Find all lines below containing the string "every" and return them.

Start of Block

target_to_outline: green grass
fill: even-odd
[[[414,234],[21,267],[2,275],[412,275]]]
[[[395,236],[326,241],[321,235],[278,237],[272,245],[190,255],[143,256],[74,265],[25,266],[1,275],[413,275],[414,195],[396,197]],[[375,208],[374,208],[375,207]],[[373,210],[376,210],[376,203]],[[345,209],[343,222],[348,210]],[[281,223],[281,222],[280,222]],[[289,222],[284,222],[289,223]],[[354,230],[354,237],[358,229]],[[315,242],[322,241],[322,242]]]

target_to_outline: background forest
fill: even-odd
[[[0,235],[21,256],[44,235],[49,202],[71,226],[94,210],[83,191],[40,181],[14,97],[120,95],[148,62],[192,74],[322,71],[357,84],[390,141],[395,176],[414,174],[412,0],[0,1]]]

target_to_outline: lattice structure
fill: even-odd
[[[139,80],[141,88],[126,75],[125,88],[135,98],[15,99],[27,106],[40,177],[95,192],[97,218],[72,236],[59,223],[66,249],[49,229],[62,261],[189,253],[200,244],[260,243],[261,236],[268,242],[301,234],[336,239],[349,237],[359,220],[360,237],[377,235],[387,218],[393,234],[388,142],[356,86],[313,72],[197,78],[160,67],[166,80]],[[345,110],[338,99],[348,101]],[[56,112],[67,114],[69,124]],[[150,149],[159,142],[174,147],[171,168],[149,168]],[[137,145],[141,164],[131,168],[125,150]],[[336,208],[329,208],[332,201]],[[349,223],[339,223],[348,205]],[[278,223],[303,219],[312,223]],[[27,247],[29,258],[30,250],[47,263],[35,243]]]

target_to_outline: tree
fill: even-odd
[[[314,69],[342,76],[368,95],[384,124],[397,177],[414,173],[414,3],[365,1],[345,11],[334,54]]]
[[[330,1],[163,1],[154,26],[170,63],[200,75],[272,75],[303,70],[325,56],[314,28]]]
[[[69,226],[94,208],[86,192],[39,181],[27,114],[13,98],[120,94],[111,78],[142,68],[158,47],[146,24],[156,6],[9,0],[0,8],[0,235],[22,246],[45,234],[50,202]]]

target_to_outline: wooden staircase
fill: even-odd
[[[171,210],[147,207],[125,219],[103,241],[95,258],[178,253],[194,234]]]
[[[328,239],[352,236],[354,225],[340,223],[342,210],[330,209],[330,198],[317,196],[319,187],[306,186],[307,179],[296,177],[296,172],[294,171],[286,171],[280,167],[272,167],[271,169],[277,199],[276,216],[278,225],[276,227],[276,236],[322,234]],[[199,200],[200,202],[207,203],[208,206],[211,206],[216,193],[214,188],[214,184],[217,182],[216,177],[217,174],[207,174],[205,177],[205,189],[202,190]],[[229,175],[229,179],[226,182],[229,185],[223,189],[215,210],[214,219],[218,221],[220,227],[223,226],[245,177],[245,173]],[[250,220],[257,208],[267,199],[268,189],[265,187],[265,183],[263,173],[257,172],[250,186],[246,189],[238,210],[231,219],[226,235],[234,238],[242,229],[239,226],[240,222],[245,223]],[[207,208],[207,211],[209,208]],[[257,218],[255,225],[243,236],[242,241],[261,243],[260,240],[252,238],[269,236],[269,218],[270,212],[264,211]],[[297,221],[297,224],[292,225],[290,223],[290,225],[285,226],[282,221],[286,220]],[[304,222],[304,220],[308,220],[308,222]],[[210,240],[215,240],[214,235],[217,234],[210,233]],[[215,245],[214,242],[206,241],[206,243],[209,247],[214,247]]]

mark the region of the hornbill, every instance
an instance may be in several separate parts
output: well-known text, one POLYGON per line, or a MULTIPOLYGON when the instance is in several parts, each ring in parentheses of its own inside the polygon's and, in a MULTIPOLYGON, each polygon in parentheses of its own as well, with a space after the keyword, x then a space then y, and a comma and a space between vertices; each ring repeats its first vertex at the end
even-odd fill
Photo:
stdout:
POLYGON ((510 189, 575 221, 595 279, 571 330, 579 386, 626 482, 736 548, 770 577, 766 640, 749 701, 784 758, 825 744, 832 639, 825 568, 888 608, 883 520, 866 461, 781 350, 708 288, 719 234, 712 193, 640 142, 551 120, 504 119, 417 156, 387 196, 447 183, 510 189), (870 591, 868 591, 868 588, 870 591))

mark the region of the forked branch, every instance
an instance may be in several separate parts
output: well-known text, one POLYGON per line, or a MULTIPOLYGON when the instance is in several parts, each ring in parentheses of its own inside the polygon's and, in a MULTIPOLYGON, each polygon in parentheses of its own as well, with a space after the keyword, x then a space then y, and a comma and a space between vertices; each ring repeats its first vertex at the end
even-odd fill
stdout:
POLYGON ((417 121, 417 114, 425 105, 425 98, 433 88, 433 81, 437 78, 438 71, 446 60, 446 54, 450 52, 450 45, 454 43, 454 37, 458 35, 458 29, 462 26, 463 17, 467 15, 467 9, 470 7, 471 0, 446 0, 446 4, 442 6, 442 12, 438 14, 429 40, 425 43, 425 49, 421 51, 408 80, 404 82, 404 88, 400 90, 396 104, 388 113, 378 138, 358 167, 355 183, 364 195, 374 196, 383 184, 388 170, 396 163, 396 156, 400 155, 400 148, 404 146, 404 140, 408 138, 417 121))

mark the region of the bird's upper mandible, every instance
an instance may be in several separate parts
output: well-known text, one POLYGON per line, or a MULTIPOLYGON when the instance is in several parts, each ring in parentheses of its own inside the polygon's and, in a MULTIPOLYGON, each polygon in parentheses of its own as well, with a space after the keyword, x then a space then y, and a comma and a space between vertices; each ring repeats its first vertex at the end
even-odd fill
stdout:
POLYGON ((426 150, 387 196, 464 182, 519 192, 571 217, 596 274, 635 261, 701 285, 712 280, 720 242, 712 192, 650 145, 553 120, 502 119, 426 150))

End of Block

RESPONSE TO THE TASK:
mark the region of the hornbill, every instance
mark the region of the forked branch, every instance
mark the region of the bird's upper mandible, every instance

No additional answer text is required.